▶ [Stated exercise] Reproduce the lines of the material below verbatim, from the line containing "facade in the photo above." through the last line of the material, both included.

▶ [Stored rows]
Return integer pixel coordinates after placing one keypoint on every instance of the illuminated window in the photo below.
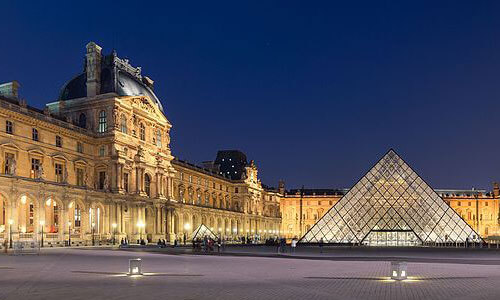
(158, 138)
(82, 120)
(79, 147)
(9, 160)
(78, 216)
(59, 172)
(147, 184)
(35, 168)
(80, 177)
(34, 134)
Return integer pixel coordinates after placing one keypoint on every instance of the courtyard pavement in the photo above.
(251, 273)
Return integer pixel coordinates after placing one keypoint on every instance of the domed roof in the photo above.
(117, 76)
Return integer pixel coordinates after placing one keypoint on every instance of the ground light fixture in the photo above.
(399, 270)
(135, 266)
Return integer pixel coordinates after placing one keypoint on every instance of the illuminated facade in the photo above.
(96, 165)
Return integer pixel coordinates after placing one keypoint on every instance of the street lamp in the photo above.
(140, 225)
(114, 225)
(92, 230)
(10, 232)
(42, 223)
(186, 228)
(69, 233)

▶ [Reply to the exercise]
Return integer pixel coordinates after placing one keypoint on every instance of the illuminated facade in the photo above.
(96, 165)
Return integer pixel coordinates after placing one keypoint on every instance of the street lamp in the photo above.
(140, 225)
(114, 225)
(92, 230)
(10, 232)
(42, 223)
(186, 228)
(69, 233)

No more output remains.